=== INPUT DATA ===
======

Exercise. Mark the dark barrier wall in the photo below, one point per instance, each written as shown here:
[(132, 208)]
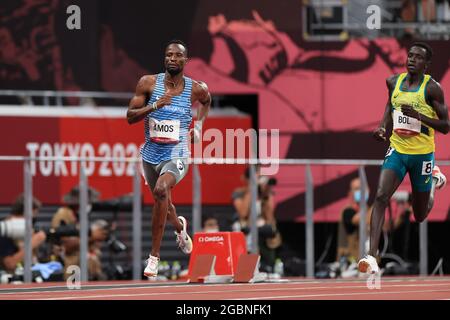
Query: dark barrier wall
[(327, 96)]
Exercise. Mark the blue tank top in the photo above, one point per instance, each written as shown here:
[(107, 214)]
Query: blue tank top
[(154, 151)]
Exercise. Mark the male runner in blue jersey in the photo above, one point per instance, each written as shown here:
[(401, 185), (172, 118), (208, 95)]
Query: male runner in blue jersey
[(164, 102)]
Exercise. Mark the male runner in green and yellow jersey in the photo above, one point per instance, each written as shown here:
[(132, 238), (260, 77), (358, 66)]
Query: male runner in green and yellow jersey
[(415, 110)]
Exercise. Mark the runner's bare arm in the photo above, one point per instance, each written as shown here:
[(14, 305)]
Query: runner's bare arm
[(386, 121), (203, 96), (436, 99), (137, 110)]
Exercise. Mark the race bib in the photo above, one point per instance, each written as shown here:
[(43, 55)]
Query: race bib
[(404, 125), (164, 131)]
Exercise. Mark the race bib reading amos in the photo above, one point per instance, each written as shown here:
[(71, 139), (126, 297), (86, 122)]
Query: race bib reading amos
[(164, 131)]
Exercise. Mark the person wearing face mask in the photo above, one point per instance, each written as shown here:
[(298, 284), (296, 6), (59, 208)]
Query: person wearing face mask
[(67, 249), (11, 242), (348, 232)]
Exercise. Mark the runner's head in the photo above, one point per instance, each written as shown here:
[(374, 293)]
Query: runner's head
[(419, 58), (175, 57)]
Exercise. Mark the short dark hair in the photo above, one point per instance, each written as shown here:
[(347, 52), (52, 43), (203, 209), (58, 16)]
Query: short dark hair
[(425, 46), (176, 41)]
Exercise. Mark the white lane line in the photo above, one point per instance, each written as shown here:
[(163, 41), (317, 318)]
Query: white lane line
[(228, 291), (340, 294)]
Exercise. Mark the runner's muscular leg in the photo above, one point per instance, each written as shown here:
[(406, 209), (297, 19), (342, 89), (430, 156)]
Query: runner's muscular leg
[(161, 195), (387, 185), (421, 203), (172, 215)]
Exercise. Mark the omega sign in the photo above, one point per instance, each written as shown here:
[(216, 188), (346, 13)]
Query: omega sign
[(210, 239)]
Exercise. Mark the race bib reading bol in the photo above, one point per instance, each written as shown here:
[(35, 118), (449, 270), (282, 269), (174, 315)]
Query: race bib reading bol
[(164, 131), (404, 125)]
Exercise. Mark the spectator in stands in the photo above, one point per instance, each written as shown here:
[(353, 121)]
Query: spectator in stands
[(11, 243), (417, 11), (69, 247), (269, 238)]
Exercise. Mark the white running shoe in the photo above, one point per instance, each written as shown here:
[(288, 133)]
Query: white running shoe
[(441, 180), (368, 264), (183, 239), (151, 270)]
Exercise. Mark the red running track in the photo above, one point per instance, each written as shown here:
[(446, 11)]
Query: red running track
[(391, 288)]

======

=== WHAT IS NEEDED ===
Recast the lines from the one holding "Exercise. Mark the spectator" through the end of the items, both ends included, as a Markdown table with the columns Row and Line, leaving out any blank lines.

=== OUTPUT OF THE EXERCISE ===
| Row | Line |
|---|---|
| 1 | Exercise. Mark the spectator in stands in the photo above, one point per instance, each written as shown here: |
| 2 | [(353, 121)] |
| 3 | Query: spectator in stands |
| 4 | [(11, 243), (417, 11), (69, 247), (269, 238)] |
| 5 | Exercise. Mark the white running shoe in the photo above, one point per instance, each written as shown here: |
| 6 | [(288, 133)] |
| 7 | Query: white running shoe |
| 8 | [(441, 180), (368, 264), (183, 239), (151, 270)] |
| 9 | Exercise. Mark the red running track in the photo above, one point per instance, each written as shown here: |
| 10 | [(446, 11)] |
| 11 | Query: red running track |
| 12 | [(391, 288)] |